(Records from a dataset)
▼▼▼

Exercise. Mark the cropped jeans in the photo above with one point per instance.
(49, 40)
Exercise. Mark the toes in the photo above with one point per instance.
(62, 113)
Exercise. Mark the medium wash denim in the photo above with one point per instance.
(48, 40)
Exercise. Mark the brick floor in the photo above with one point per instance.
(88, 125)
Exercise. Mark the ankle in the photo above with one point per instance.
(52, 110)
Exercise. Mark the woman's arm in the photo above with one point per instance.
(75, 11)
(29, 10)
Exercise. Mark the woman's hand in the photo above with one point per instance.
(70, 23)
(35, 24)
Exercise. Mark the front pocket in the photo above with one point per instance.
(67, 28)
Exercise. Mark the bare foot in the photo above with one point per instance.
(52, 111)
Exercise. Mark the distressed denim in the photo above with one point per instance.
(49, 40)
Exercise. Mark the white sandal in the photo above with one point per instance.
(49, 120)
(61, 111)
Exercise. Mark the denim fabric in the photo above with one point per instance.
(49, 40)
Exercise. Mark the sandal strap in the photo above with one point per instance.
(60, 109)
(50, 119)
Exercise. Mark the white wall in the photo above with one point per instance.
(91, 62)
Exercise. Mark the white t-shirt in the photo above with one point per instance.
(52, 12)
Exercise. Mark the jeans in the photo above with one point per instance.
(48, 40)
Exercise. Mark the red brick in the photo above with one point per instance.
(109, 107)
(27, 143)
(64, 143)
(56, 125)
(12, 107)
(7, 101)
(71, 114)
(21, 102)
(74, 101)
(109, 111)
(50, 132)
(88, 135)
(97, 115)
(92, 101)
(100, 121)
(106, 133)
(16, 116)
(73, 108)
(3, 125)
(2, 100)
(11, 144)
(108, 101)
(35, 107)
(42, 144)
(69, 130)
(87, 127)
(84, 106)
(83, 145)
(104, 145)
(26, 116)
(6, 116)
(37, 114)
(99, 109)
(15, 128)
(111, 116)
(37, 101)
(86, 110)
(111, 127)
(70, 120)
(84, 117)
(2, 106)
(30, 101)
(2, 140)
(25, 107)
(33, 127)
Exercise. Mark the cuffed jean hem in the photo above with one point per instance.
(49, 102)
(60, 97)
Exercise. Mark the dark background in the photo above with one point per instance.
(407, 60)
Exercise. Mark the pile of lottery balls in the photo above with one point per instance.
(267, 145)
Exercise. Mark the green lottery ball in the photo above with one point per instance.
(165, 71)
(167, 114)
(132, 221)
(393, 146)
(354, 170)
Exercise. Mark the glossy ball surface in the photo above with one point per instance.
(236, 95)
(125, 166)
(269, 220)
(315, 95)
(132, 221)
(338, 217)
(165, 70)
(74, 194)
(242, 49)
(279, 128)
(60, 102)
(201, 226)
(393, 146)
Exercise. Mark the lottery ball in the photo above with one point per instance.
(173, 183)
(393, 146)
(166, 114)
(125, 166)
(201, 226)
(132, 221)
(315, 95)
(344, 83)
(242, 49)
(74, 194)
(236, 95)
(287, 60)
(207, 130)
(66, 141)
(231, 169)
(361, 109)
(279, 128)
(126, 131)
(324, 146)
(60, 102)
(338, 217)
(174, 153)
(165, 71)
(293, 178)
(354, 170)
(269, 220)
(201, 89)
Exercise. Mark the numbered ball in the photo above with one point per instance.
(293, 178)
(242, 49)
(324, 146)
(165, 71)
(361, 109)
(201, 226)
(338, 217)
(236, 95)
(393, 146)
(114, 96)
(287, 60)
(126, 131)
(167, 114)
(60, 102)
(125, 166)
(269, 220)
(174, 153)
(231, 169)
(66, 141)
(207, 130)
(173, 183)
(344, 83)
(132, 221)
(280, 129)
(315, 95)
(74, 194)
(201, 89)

▲▲▲
▼▼▼

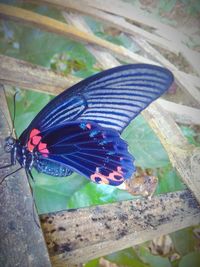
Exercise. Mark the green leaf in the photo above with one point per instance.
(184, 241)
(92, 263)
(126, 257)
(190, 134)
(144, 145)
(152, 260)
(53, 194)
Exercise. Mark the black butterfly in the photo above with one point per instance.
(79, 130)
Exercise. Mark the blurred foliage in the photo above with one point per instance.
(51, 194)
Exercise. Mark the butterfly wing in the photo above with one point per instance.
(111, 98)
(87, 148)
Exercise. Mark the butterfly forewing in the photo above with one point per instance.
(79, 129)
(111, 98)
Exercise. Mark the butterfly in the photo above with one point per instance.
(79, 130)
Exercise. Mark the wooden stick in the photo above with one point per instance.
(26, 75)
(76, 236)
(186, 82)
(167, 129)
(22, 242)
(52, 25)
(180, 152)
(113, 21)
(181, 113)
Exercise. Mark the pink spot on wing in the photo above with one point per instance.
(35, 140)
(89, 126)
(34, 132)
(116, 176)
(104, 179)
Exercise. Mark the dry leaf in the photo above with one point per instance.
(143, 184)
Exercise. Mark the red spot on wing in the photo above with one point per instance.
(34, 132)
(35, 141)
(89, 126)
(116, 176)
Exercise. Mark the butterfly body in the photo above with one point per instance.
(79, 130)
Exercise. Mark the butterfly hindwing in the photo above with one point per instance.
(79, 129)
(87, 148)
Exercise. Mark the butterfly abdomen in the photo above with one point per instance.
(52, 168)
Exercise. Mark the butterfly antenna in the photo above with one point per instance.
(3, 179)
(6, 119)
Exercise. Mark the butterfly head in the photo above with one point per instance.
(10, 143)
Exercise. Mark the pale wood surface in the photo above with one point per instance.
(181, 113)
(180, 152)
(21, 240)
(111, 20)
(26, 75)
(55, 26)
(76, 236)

▲▲▲

• Set exercise: Copy out every line of the records above that contains the word "surface".

• Expected output:
Exercise. Mark the glossy ball surface in the photo above with one point per instance.
Exercise. Mark the pale wood surface in the photo above with one point per instance.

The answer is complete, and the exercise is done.